(Stored data entries)
▼▼▼

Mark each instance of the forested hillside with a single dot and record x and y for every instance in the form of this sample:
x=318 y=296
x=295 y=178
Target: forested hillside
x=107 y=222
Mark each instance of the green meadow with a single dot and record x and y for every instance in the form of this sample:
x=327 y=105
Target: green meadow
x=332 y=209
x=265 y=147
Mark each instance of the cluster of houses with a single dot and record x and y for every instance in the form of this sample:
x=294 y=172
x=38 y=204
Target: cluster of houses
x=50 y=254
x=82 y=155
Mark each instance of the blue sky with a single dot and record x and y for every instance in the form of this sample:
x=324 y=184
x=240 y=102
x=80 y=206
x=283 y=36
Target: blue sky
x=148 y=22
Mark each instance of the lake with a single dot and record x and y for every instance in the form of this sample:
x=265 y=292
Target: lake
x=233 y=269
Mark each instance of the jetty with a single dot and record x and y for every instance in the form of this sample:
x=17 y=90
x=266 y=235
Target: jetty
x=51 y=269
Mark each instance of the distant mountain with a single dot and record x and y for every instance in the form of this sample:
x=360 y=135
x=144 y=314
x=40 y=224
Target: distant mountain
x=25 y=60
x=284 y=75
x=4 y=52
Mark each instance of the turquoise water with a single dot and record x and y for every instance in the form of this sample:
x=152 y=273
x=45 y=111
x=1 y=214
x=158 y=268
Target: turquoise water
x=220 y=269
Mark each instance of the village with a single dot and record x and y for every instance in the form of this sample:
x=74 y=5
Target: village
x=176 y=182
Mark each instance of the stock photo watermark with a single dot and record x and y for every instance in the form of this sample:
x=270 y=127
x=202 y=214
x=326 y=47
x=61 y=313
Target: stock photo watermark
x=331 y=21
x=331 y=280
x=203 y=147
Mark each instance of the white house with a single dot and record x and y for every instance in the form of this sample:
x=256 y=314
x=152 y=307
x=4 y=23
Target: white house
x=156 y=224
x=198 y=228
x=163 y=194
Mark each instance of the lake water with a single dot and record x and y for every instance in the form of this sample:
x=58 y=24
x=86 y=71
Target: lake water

▲▲▲

# [Exercise requirements]
Please output the complete set of records above without any alteration.

# [Response below]
Mark each instance of the forested hillside with a single dot and record x and y for every instance in the form of this sample:
x=318 y=296
x=295 y=178
Target: forested hillside
x=107 y=222
Mark each instance of the green meadow with a single dot and record x and y for every instance in the form of this sample:
x=327 y=105
Target: green meadow
x=332 y=209
x=265 y=147
Mark each instance of the cluster of houses with a single dot and record x and y for every instance in the form of this sample:
x=294 y=172
x=38 y=204
Target: cluster of houses
x=50 y=254
x=82 y=155
Mark each instance of the blue sky with a single dot and record x and y for every instance in the form of this sample:
x=324 y=184
x=240 y=102
x=80 y=206
x=283 y=36
Target: blue sky
x=148 y=22
Mark each instance of the lake with a single dot and record x and y for every instance in the form of this sample:
x=265 y=292
Target: lake
x=233 y=269
Mark each instance of the jetty with a single dot and record x and y for every instance in the form of this sample:
x=17 y=90
x=266 y=235
Target: jetty
x=51 y=269
Mark each instance of the distant mountain with a single dot and record x and y for every instance in the form of this sample:
x=360 y=135
x=144 y=314
x=40 y=224
Target: distant mountain
x=25 y=60
x=284 y=75
x=4 y=52
Mark each instance of the turquoise water with a single dot and record x and y for every instance in the form of this sample:
x=152 y=273
x=45 y=111
x=1 y=214
x=158 y=268
Target: turquoise water
x=220 y=269
Mark each instance of the village with a single dot and record x and y for every instance in the form of this sample:
x=74 y=5
Target: village
x=176 y=182
Mark each instance of the stock photo watermark with a single dot and record x and y for every instance in the form of this sample:
x=270 y=127
x=202 y=214
x=326 y=47
x=61 y=313
Target: stock photo watermark
x=331 y=21
x=331 y=280
x=203 y=147
Mark each instance of the white house with a single dot and record x and y for every instance in the form of this sample:
x=256 y=314
x=152 y=307
x=4 y=23
Target: white house
x=156 y=224
x=198 y=228
x=163 y=194
Mark each instance of the lake water with a single dot and record x and y for every instance in the form of this sample:
x=58 y=24
x=86 y=71
Target: lake water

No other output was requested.